==== Extract

The Jehovah’s Witnesses Are About to Lose Their Tax-Exempt Status in Australia November 30, 2020

The Jehovah’s Witnesses Are About to Lose Their Tax-Exempt Status in Australia

The Jehovah’s Witnesses are in danger of losing their tax exempt status in Australia because they refuse to play their part in addressing allegations of child abuse.

Here’s the backstory: In 2013, the Australian government set up the Royal Commission into Institutional Responses to Child Sexual Abuse to look into the very serious issue. Rabbis were implicated alongside Catholic priests. Secular organizations weren’t immune from wrongdoing.

One of the recommendations from that Commission was the creation of the National Redress Scheme, a formal way to literally pay back victims of child sex abuse for all they had suffered. It’s not a perfect system by any means — could anything be? — but the idea behind it was that victims could fill out paperwork explaining what they went through, officials would calculate what that trauma is worth, and victims would receive a check. Among the many criticisms was that the NRS pushed a hierarchy of abuse; penetration was deemed more damaging than any other kind of abuse, for example. (That’s a discussion for another thread.)

In order to receive any payment, though, the guilty organizations had to agree to be part of the NRS system. Those that refused to join were always going to be named and shamed. Even more, the government said that groups that chose not to join would no longer be eligible for any kind of federal funding and could even lose their non-profit status.

========

_Stated problem A_.
In the article about the Jehovah's Witnesses, in what year did the Australian government set up the Royal Commission into Institutional Responses to Child Sexual Abuse?

==== Input records

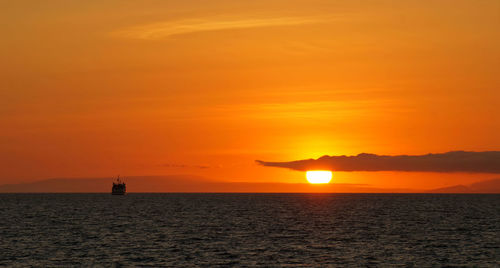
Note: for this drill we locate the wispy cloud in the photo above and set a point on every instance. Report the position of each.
(162, 30)
(458, 161)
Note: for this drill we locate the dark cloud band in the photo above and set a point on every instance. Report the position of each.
(457, 161)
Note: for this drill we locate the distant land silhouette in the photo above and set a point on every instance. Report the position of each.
(187, 184)
(487, 186)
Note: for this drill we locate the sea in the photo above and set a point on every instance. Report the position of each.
(249, 230)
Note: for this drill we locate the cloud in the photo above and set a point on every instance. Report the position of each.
(457, 161)
(163, 30)
(186, 166)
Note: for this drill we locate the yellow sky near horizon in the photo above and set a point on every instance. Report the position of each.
(97, 88)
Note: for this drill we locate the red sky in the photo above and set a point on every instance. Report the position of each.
(99, 88)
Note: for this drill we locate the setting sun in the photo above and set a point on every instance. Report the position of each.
(319, 176)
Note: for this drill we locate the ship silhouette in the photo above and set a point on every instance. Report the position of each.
(119, 187)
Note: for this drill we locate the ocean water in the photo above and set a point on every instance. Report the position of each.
(337, 230)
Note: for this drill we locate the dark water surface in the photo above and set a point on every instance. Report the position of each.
(249, 230)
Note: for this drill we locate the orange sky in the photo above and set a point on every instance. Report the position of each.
(93, 89)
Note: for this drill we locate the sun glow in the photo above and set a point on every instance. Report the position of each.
(319, 176)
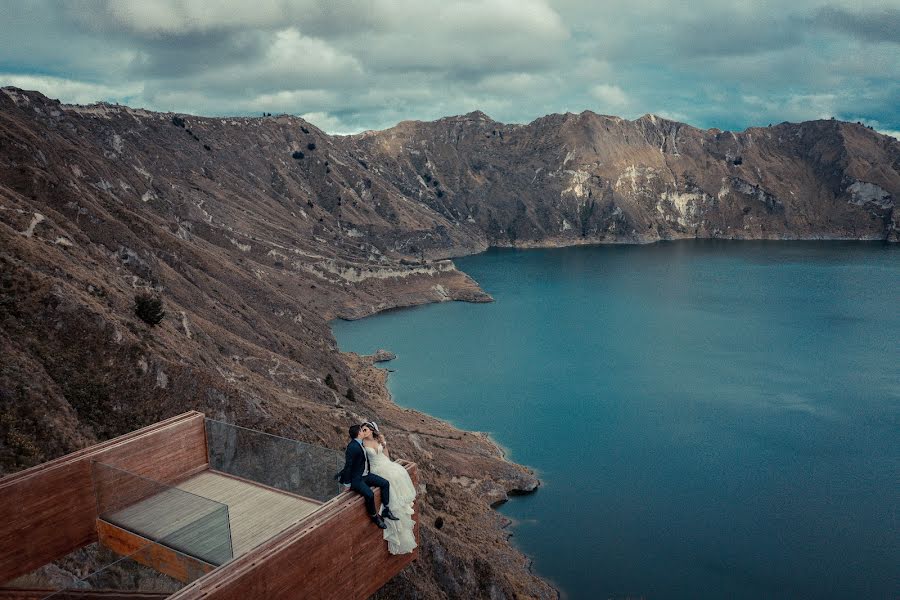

========

_Stated problem B_.
Rescale the listing from the line containing "Note: for this drill we locate the ocean" through the end of the listing, both ends included, and reproduce every line, requests included. Multiply each point coordinate by 2.55 and round to whole numbers, with halves rounded up. Leave the pictures out of your answer.

_Complete response A_.
2013

_Complete response B_.
Note: for this drill we locate the ocean water in the photo above and set a point on every instance. Report the position of each.
(859, 587)
Note: for this drill we locate the dark water surface in the photo above and set a point on every instance. Report the position of each.
(635, 587)
Note: for this drill we locate the orange sky in the photo above and set a point on every instance. Report the position of each.
(237, 227)
Note: for this drill we locate the sun glow in the photo above and set a point on every instance. Report the position of each.
(813, 449)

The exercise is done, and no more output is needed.